- Task prompt
Only the lines below from the one containing "positive clicks: (82, 91)" to the one containing "85L73 92L91 97L93" should be repeated, both included and unchanged.

*** Material for the task ***

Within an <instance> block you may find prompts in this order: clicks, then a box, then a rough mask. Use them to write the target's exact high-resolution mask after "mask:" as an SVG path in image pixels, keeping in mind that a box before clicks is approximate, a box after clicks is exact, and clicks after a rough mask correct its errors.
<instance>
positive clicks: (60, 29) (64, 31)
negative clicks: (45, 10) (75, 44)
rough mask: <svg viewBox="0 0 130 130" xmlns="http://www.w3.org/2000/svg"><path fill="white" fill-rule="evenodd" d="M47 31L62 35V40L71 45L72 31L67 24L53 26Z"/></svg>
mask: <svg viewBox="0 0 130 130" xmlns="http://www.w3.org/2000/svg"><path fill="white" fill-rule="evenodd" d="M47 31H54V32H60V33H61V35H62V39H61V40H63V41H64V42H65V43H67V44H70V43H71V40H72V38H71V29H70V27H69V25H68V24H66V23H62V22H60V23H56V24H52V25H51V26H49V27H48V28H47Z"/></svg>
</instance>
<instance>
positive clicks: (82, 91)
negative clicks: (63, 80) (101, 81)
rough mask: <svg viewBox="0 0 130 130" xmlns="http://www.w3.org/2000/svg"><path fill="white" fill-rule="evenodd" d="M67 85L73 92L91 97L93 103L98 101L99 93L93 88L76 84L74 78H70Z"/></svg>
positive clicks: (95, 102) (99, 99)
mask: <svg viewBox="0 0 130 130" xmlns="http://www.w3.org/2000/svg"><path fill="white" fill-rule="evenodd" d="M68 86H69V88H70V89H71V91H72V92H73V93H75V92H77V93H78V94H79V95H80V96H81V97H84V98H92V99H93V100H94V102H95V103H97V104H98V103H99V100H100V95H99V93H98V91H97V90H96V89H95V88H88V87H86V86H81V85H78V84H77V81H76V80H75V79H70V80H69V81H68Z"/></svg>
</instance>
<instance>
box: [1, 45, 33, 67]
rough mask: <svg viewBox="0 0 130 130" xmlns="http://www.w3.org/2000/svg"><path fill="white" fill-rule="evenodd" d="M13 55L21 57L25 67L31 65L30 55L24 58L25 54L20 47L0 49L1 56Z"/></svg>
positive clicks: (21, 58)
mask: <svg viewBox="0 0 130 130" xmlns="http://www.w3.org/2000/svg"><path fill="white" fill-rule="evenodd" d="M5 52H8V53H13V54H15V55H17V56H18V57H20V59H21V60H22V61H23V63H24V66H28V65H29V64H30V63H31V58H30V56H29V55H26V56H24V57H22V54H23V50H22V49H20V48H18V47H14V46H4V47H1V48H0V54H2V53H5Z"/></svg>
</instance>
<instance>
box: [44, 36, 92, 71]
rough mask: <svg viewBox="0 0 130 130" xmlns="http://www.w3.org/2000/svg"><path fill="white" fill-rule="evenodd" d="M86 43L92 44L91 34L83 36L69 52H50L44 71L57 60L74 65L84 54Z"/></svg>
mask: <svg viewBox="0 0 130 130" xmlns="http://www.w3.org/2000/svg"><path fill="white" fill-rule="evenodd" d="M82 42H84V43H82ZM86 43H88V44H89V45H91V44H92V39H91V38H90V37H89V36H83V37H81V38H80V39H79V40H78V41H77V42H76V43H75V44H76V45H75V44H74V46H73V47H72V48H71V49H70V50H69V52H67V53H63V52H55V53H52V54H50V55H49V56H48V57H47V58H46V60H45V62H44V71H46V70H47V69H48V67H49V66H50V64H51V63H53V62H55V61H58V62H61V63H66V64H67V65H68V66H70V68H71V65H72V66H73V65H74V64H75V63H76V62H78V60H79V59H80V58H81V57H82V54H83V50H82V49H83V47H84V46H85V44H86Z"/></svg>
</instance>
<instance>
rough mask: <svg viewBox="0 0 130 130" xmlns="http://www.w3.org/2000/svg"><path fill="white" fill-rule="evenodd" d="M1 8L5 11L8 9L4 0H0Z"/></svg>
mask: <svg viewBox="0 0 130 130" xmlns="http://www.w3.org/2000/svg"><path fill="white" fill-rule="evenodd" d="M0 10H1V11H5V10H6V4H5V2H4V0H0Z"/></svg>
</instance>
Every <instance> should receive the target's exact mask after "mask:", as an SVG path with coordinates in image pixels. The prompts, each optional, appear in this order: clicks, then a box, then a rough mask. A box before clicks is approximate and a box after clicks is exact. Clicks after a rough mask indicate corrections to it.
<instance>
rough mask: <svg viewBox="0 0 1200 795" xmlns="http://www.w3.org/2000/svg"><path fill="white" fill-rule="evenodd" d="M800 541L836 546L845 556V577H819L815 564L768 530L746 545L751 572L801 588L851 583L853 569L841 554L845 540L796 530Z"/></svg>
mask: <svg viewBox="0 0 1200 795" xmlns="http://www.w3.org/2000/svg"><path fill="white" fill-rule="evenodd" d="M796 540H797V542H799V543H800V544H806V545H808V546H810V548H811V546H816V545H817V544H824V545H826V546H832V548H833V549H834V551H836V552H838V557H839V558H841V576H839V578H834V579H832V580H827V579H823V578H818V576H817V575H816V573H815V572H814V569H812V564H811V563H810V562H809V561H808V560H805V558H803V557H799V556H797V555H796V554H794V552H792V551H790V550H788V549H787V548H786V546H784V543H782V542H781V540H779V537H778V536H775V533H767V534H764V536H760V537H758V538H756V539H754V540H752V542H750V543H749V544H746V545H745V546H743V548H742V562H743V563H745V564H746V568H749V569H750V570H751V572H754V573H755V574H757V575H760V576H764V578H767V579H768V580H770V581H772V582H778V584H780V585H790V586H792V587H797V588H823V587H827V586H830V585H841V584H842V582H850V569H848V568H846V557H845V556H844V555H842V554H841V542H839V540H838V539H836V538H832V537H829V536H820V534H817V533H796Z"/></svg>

***

- Expected output
positive clicks: (82, 91)
negative clicks: (63, 80) (101, 81)
rough mask: <svg viewBox="0 0 130 130" xmlns="http://www.w3.org/2000/svg"><path fill="white" fill-rule="evenodd" d="M67 85L73 92L91 97L93 103L98 101L99 93L93 88L76 84L74 78H70Z"/></svg>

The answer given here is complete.